# TASK INSTRUCTIONS
Find the line containing "Exercise. Mark the fallen leaf" in the material below; copy that line and all following lines exactly.

# MATERIAL TO PROCESS
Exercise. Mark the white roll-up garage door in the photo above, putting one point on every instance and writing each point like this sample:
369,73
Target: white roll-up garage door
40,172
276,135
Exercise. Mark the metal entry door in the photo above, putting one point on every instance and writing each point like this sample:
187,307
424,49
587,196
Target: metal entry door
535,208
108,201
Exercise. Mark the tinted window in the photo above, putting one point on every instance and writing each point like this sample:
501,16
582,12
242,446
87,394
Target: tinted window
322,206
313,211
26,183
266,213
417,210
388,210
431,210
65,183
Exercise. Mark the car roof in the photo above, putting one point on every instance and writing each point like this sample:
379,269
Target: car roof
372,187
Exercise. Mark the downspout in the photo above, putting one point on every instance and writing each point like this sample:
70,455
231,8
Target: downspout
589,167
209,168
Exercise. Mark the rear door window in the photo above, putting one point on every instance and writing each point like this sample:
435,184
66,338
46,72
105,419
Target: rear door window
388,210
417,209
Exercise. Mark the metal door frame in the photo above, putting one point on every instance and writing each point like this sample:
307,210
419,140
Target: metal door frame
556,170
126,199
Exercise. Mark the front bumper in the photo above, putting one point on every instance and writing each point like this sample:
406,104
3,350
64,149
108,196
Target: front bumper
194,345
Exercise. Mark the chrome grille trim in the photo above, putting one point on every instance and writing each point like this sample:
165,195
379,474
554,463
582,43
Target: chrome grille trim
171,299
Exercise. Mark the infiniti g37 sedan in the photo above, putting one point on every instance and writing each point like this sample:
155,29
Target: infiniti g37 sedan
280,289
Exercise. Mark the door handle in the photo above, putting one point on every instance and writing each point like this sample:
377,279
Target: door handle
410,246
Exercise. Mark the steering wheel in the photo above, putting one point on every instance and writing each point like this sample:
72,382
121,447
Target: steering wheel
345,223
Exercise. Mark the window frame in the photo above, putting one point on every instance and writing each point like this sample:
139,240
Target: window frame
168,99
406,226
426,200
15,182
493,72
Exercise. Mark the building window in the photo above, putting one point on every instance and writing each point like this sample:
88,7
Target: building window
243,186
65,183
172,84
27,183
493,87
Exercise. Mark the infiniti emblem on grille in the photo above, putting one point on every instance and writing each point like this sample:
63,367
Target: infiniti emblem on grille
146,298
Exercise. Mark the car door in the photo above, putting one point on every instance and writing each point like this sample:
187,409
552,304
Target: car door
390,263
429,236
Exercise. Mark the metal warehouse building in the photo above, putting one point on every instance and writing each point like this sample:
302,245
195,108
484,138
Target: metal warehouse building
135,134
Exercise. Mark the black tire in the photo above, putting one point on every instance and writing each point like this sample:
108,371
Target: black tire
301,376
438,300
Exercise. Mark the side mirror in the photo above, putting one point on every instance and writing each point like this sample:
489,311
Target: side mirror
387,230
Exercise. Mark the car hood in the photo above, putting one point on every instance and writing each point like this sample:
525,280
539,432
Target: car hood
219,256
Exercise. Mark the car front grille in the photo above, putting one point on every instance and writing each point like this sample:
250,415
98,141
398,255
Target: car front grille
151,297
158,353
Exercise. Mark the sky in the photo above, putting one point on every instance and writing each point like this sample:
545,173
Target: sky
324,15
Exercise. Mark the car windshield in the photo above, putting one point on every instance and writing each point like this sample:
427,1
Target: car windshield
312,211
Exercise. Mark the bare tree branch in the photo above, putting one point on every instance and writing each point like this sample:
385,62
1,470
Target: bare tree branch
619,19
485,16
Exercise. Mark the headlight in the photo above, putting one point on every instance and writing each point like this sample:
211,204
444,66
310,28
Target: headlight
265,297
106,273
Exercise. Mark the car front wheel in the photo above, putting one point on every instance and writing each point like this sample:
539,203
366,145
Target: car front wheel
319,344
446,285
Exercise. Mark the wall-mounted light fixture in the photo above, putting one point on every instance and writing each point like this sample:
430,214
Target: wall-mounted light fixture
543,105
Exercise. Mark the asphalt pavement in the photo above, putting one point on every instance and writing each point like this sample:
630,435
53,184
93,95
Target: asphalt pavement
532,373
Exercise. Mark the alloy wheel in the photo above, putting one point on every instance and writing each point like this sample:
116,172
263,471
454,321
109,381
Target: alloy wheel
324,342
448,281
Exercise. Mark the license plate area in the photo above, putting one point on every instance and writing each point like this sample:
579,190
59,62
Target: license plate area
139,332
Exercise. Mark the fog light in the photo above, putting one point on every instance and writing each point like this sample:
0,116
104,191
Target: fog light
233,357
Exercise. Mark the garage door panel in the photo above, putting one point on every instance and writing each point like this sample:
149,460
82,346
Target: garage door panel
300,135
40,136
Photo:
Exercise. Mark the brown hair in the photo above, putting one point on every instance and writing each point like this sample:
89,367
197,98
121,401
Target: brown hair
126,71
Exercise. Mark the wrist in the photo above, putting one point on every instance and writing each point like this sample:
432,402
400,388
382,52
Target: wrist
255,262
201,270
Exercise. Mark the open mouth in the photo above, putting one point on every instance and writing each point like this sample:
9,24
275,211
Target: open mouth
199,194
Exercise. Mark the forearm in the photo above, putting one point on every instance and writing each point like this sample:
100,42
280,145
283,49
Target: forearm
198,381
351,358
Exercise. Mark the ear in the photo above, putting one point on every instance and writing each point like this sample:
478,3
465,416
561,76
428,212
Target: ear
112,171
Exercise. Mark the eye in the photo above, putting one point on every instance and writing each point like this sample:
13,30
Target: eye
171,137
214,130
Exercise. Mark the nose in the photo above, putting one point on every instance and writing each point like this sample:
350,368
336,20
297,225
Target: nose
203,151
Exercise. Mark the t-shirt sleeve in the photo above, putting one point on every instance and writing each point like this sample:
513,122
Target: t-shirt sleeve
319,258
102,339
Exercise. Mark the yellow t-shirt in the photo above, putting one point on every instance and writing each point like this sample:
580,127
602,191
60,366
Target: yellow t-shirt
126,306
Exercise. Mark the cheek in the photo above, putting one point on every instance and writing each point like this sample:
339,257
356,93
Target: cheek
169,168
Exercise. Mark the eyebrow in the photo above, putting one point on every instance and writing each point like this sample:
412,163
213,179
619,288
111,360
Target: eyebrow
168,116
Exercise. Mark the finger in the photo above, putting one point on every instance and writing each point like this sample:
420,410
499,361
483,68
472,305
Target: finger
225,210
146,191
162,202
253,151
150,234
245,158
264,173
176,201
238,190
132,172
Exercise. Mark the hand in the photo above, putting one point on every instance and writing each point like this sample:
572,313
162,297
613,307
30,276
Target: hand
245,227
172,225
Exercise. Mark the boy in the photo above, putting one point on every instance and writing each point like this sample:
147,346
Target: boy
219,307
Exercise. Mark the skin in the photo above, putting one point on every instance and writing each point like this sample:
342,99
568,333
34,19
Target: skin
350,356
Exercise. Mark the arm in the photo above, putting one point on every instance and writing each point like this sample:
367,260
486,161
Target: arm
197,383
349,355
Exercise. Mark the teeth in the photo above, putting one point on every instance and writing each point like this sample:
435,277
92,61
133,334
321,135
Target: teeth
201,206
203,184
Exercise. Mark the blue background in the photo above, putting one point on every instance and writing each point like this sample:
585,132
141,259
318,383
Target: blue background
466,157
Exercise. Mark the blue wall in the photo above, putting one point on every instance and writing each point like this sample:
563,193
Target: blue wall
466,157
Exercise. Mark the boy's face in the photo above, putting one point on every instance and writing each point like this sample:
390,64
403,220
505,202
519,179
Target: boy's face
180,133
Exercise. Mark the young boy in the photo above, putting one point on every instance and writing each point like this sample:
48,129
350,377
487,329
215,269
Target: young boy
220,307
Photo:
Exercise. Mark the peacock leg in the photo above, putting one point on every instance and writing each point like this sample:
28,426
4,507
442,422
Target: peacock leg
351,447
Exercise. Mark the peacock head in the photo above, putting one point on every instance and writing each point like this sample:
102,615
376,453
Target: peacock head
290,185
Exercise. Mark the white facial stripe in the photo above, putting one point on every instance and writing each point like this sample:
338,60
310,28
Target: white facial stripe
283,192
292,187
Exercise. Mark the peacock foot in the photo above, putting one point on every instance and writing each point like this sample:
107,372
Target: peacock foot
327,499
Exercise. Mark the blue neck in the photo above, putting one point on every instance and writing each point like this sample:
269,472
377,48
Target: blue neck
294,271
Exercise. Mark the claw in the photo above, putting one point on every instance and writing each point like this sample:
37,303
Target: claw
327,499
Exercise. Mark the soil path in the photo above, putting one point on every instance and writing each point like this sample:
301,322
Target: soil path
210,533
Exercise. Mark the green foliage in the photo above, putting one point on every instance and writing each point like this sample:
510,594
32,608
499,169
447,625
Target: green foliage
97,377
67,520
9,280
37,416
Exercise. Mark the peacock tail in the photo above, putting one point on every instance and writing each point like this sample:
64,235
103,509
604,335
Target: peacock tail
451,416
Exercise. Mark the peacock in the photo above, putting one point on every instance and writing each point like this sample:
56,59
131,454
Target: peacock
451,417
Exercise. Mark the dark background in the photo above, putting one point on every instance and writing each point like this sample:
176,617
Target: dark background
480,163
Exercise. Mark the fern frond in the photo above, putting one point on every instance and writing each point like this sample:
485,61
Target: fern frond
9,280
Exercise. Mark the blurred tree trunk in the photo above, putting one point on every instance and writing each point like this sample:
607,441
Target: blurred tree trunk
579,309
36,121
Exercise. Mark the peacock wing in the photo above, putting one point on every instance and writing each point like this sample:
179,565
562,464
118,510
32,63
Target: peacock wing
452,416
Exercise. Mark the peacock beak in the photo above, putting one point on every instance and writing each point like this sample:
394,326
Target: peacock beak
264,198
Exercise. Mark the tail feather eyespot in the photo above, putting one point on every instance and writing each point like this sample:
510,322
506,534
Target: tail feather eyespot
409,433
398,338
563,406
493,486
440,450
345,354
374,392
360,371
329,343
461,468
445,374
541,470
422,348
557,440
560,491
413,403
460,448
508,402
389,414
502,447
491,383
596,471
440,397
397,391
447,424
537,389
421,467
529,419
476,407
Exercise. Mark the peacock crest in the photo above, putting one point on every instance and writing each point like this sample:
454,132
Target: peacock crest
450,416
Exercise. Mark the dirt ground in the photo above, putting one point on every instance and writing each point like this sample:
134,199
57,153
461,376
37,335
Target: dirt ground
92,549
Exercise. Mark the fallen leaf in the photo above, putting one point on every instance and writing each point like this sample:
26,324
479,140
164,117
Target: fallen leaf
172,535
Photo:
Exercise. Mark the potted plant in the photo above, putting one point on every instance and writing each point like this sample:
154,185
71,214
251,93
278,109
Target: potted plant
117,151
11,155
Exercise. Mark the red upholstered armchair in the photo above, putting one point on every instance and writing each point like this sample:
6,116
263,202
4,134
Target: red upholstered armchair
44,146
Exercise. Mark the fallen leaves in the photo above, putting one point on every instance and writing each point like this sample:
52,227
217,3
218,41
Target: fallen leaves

# ANSWER TO THIS PROBLEM
Exercise. Mark the fallen leaf in the photo above, putting one point on every instance and writing each point like this sample:
26,324
479,140
164,117
Target: fallen leaf
172,535
Photo:
Exercise. Mark the potted plant in the photo above, putting one point on every instance and writing each point like this sample:
154,185
71,214
251,93
278,109
Target: potted plant
117,151
11,155
Exercise. Mark the red upholstered armchair in the photo above, putting one point on every instance and writing each point like this sample:
6,116
263,202
4,134
Target: red upholstered armchair
44,146
Exercise. Mark the fallen leaves in the photo above, putting one point on every instance and writing each point like this sample:
52,227
217,3
218,41
Target: fallen leaves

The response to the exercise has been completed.